Consigna
Enumera todas las personas que la ficha de Eugenio Onegin asocia a un cargo de dirección, e indica el cargo de cada una.

Sevilla, Teatro de la Maestranza. 11 de Diciembre de 2004.

Tchaikovsky: Eugenio Onegin. Solistas: Sergey Murzaev (Onegin), Joanna Kozlowska (Tatiana), Sergei Kunaev (Lenski), Anna Kiknadze (Olga), Valentin Pivovarov (Gremin), Irina Tchisjakova (Larina), Mabel Perelstein (Filipievna), Emilio Sánchez (Triquet), Fernando Latorre (Zaretski), Alberto Arrabal (Capitán). Coro de la A. A. Del Teatro de la Maestranza. Dirección del coro: Gerard Talbot y Sylvia Mtchkrian. Real Orquesta Sinfónica de Sevilla. Dirección musical: Jacek Kaspszyk. Producción de la Ópera de Niza. Dirección de escena: Ruxandra Hagiù. Aforo: lleno.

Datos proporcionados

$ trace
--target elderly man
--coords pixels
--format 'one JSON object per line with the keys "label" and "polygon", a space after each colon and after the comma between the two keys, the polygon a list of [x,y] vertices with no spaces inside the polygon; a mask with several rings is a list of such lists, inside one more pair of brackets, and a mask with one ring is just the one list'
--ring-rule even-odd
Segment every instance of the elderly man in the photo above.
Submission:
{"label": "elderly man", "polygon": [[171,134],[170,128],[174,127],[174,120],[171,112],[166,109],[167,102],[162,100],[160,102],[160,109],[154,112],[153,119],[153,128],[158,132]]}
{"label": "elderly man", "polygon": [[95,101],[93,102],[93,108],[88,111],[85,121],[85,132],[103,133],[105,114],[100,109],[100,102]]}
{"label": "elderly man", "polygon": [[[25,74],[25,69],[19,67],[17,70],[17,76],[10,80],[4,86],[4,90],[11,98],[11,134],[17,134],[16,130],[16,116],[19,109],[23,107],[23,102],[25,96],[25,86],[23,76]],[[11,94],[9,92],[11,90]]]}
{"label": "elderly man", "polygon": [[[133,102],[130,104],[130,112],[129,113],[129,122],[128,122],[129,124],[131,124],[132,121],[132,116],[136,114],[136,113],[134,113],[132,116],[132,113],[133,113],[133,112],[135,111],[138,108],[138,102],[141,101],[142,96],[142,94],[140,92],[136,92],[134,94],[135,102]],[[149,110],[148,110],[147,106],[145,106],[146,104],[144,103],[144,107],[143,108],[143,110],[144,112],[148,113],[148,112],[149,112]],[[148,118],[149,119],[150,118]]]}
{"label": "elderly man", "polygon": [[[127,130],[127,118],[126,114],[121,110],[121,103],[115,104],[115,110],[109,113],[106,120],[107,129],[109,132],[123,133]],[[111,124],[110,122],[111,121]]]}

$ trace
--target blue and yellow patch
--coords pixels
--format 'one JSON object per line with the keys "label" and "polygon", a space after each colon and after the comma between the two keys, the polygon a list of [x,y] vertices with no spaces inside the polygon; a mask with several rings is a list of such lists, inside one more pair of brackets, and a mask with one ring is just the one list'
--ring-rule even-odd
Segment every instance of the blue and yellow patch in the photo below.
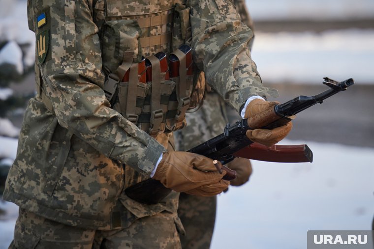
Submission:
{"label": "blue and yellow patch", "polygon": [[47,23],[47,18],[44,12],[40,14],[36,17],[36,22],[38,24],[38,28],[40,28]]}

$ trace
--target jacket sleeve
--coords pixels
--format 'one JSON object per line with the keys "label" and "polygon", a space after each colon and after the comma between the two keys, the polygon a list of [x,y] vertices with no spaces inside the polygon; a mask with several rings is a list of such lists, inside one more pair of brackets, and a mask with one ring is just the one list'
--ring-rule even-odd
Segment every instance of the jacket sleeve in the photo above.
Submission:
{"label": "jacket sleeve", "polygon": [[189,0],[193,59],[207,82],[238,111],[252,96],[277,97],[262,85],[249,46],[252,30],[229,0]]}
{"label": "jacket sleeve", "polygon": [[[110,108],[89,1],[37,2],[42,4],[32,7],[34,29],[47,54],[39,58],[43,53],[37,47],[36,61],[59,123],[106,157],[150,174],[165,149]],[[38,28],[40,13],[46,22]],[[49,35],[45,43],[42,33]]]}

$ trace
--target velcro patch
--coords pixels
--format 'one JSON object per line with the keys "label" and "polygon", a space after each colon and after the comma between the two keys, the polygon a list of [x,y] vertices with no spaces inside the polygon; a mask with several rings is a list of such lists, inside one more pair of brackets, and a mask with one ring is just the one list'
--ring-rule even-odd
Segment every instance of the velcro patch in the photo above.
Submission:
{"label": "velcro patch", "polygon": [[49,33],[48,30],[43,31],[36,35],[36,46],[39,62],[41,64],[47,57],[49,47]]}
{"label": "velcro patch", "polygon": [[47,18],[44,12],[42,13],[36,17],[38,28],[40,28],[47,23]]}

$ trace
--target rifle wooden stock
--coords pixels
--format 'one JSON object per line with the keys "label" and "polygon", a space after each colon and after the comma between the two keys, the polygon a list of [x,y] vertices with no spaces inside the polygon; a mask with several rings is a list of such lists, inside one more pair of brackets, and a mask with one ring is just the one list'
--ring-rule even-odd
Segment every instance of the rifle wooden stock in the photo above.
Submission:
{"label": "rifle wooden stock", "polygon": [[306,144],[267,147],[254,142],[233,153],[236,157],[275,163],[313,162],[313,153]]}
{"label": "rifle wooden stock", "polygon": [[[170,63],[169,67],[170,76],[174,77],[174,74],[177,74],[179,71],[173,69]],[[329,86],[330,89],[311,97],[300,96],[285,103],[277,105],[269,109],[264,114],[264,116],[259,116],[258,118],[254,119],[255,122],[249,122],[246,119],[242,119],[232,125],[227,124],[223,134],[188,151],[219,161],[222,164],[230,162],[236,156],[279,163],[312,162],[313,154],[305,144],[274,145],[268,148],[250,140],[246,136],[246,132],[248,129],[260,127],[269,129],[273,126],[284,125],[292,120],[293,115],[315,104],[322,103],[325,99],[346,90],[354,83],[352,79],[341,82],[327,77],[324,80],[323,84]],[[269,116],[266,117],[266,115]],[[156,188],[158,190],[154,191]],[[138,183],[125,190],[125,193],[130,198],[149,204],[158,203],[170,192],[171,190],[163,187],[160,182],[152,179]]]}

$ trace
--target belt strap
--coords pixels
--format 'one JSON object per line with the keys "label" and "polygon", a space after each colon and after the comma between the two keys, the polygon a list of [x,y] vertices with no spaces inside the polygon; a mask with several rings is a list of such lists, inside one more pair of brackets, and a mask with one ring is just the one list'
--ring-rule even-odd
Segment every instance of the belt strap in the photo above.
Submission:
{"label": "belt strap", "polygon": [[139,18],[137,19],[138,25],[142,28],[149,28],[157,25],[162,25],[171,23],[172,13],[166,15],[160,15],[159,16]]}
{"label": "belt strap", "polygon": [[166,34],[159,35],[154,35],[139,38],[142,48],[147,48],[152,46],[156,46],[168,43],[171,38],[171,34]]}
{"label": "belt strap", "polygon": [[163,112],[161,108],[161,66],[159,60],[155,55],[147,58],[152,65],[152,94],[151,112],[148,133],[156,136],[160,130]]}
{"label": "belt strap", "polygon": [[104,85],[104,91],[108,101],[110,102],[117,90],[117,84],[123,79],[126,72],[132,63],[134,52],[125,51],[124,53],[122,63],[120,65],[116,72],[111,73],[108,76],[108,79]]}
{"label": "belt strap", "polygon": [[128,78],[128,89],[127,89],[127,99],[126,104],[126,115],[127,119],[136,123],[138,116],[135,114],[136,111],[136,95],[138,89],[138,71],[139,64],[133,63],[130,68],[130,75]]}
{"label": "belt strap", "polygon": [[175,116],[175,127],[177,130],[183,125],[186,112],[189,106],[190,97],[187,91],[187,68],[186,55],[177,49],[173,53],[179,60],[179,82],[177,84],[177,98],[178,101],[178,113]]}

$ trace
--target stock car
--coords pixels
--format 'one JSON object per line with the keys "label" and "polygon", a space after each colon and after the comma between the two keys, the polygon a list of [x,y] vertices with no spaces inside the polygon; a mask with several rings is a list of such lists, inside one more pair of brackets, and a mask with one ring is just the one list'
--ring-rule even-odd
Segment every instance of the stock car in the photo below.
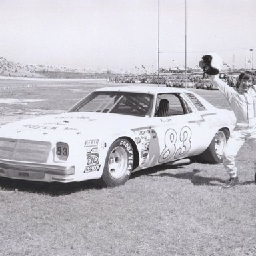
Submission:
{"label": "stock car", "polygon": [[181,88],[97,89],[61,114],[1,125],[0,176],[123,185],[132,171],[221,163],[235,119]]}

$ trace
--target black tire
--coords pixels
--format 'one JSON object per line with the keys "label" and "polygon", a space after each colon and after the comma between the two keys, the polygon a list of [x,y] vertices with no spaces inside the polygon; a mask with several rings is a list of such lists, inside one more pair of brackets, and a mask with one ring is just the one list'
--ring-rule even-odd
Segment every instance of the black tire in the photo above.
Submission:
{"label": "black tire", "polygon": [[197,157],[200,161],[209,163],[220,163],[223,161],[223,154],[229,137],[228,130],[219,130],[212,139],[208,148],[202,154]]}
{"label": "black tire", "polygon": [[119,139],[110,146],[107,154],[101,180],[107,187],[123,185],[133,169],[133,150],[130,142]]}

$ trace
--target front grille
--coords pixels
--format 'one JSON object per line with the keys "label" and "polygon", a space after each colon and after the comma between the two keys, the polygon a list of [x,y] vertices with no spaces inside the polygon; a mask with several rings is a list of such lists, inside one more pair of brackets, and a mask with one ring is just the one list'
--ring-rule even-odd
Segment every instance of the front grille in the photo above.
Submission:
{"label": "front grille", "polygon": [[51,147],[50,142],[0,138],[0,158],[46,163]]}

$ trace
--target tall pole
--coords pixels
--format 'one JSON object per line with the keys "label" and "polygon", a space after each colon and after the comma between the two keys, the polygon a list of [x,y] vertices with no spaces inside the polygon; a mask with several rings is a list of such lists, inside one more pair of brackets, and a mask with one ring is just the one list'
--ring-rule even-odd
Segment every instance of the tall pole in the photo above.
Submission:
{"label": "tall pole", "polygon": [[185,0],[185,85],[187,89],[187,0]]}
{"label": "tall pole", "polygon": [[158,51],[157,51],[157,84],[159,86],[159,49],[160,49],[160,0],[158,0]]}

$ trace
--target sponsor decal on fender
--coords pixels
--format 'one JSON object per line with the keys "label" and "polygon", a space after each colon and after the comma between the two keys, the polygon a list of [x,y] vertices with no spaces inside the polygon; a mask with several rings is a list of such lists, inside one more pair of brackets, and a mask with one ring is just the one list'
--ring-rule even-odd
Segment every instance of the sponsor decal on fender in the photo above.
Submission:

Respuesta esperada
- Gerard Talbot: dirección del coro
- Sylvia Mtchkrian: dirección del coro
- Jacek Kaspszyk: dirección musical
- Ruxandra Hagiù: dirección de escena